begin Text excerpt

Skip to content

Profiler Configuration

Truthound profiler analyzes data to generate validation rules automatically.

Quick Start

from truthound.profiler import profile, generate_suite

# Profile data
profile_result = profile(df)

# Generate validation suite
suite = generate_suite(df, strictness="medium")

SuiteGeneratorConfig

Main configuration for suite generation.

from truthound.profiler.suite_config import SuiteGeneratorConfig

config = SuiteGeneratorConfig(
    name="my_suite",
    strictness="medium",                # loose, medium, strict
    categories=CategoryConfig(),
    confidence=ConfidenceConfig(),
    output=OutputConfig(),
    generators=GeneratorConfig(),
    custom_options={},
)

CategoryConfig

Control which validator categories to include.

from truthound.profiler.suite_config import CategoryConfig

config = CategoryConfig(
    include=[],                         # Categories to include (empty = all)
    exclude=[],                         # Categories to exclude
    priority_order=[],                  # Preferred ordering
)

# Check if category should be included
if config.should_include("completeness"):
    # Include completeness validators
    pass

Available Categories:

  • schema - Schema validation
  • completeness - Null/missing values
  • uniqueness - Unique constraints
  • distribution - Value distributions
  • format - String formats
  • pattern - Regex patterns
  • range - Value ranges
  • consistency - Cross-column consistency

ConfidenceConfig

Configure confidence level filtering.

end Text excerpt

Brief 1: Repeat the profiler configuration page word for word from "Control which validator" up to and including "(empty = all)".
Brief 2: List the names of the categories given under "Available Categories:" on the profiler configuration page.

begin Information given

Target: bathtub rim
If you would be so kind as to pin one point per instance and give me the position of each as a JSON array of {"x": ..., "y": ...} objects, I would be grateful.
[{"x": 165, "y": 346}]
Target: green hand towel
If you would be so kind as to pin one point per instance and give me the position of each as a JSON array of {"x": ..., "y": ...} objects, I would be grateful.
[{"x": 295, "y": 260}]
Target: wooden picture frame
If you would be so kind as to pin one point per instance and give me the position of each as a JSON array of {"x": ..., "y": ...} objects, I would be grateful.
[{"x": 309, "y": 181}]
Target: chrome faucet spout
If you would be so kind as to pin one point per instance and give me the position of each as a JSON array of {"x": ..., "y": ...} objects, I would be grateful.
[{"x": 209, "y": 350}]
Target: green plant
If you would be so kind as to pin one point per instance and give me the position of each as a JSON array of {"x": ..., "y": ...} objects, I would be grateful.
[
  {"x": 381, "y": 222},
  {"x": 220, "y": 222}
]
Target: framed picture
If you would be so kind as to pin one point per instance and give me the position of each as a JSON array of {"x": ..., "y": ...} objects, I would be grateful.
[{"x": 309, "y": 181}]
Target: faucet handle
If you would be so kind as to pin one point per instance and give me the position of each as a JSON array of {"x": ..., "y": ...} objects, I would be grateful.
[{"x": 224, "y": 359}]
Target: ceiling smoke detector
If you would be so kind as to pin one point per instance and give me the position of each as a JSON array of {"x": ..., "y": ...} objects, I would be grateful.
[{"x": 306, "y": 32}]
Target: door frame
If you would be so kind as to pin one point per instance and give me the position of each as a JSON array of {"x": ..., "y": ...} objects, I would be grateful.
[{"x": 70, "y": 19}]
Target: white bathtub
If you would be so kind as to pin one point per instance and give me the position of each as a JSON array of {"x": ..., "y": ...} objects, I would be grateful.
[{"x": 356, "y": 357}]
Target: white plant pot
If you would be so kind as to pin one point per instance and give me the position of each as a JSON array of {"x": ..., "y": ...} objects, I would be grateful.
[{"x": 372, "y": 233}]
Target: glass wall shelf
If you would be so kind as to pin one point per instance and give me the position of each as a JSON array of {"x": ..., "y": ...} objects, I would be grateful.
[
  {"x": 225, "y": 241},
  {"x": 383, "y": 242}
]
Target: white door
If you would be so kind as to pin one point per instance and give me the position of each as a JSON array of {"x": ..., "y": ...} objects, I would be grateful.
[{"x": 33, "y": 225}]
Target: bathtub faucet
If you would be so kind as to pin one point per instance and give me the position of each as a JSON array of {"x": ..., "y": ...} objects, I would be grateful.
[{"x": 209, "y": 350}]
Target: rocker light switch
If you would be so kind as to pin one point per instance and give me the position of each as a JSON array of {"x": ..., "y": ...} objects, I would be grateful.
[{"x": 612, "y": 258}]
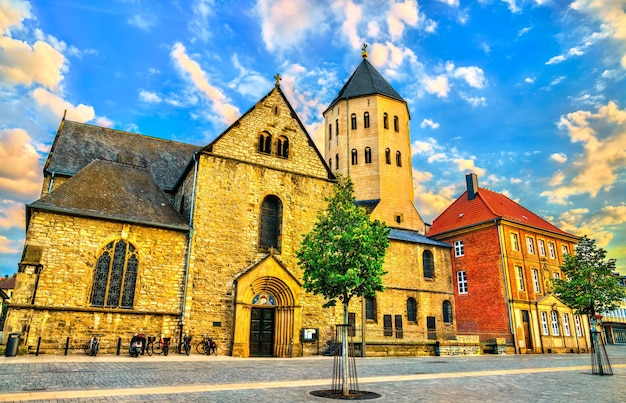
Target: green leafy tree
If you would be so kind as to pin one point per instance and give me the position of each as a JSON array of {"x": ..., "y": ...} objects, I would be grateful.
[
  {"x": 590, "y": 286},
  {"x": 343, "y": 255}
]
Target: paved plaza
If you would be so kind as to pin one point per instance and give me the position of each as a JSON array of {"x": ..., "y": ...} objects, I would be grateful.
[{"x": 198, "y": 378}]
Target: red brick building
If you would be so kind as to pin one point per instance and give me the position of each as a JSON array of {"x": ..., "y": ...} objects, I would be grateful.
[{"x": 503, "y": 259}]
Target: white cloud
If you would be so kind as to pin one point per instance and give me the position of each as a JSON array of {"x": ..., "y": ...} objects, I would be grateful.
[
  {"x": 602, "y": 136},
  {"x": 429, "y": 123},
  {"x": 191, "y": 69},
  {"x": 559, "y": 157},
  {"x": 149, "y": 96},
  {"x": 20, "y": 171},
  {"x": 21, "y": 63},
  {"x": 79, "y": 113}
]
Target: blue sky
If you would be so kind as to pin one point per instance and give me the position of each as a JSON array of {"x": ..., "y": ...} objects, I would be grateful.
[{"x": 528, "y": 94}]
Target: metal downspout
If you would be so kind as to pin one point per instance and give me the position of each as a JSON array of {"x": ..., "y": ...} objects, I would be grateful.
[
  {"x": 189, "y": 241},
  {"x": 506, "y": 284}
]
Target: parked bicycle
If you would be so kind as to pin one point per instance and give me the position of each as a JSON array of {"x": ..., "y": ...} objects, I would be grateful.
[
  {"x": 207, "y": 346},
  {"x": 185, "y": 345},
  {"x": 93, "y": 345},
  {"x": 162, "y": 346}
]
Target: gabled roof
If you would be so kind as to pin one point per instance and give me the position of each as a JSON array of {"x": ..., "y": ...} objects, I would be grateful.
[
  {"x": 78, "y": 144},
  {"x": 366, "y": 80},
  {"x": 487, "y": 206},
  {"x": 113, "y": 191},
  {"x": 414, "y": 237}
]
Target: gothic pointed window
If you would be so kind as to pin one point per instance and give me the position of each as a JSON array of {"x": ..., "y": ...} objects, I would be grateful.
[
  {"x": 270, "y": 231},
  {"x": 115, "y": 276},
  {"x": 282, "y": 147},
  {"x": 429, "y": 264},
  {"x": 265, "y": 143}
]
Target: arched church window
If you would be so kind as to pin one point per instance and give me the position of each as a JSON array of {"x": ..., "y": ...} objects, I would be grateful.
[
  {"x": 282, "y": 147},
  {"x": 447, "y": 311},
  {"x": 368, "y": 155},
  {"x": 265, "y": 143},
  {"x": 115, "y": 276},
  {"x": 270, "y": 231},
  {"x": 429, "y": 264}
]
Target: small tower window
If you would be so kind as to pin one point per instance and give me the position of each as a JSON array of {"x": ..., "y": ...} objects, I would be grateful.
[
  {"x": 282, "y": 147},
  {"x": 265, "y": 143},
  {"x": 368, "y": 155}
]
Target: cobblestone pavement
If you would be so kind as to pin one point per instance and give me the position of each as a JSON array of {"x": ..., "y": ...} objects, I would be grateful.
[{"x": 197, "y": 378}]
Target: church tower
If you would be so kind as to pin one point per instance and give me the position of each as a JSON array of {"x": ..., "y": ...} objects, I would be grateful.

end Information given

Exercise response 1:
Control which validator categories to include.

from truthound.profiler.suite_config import CategoryConfig

config = CategoryConfig(
    include=[],                         # Categories to include (empty = all)

Exercise response 2: schema, completeness, uniqueness, distribution, format, pattern, range, consistency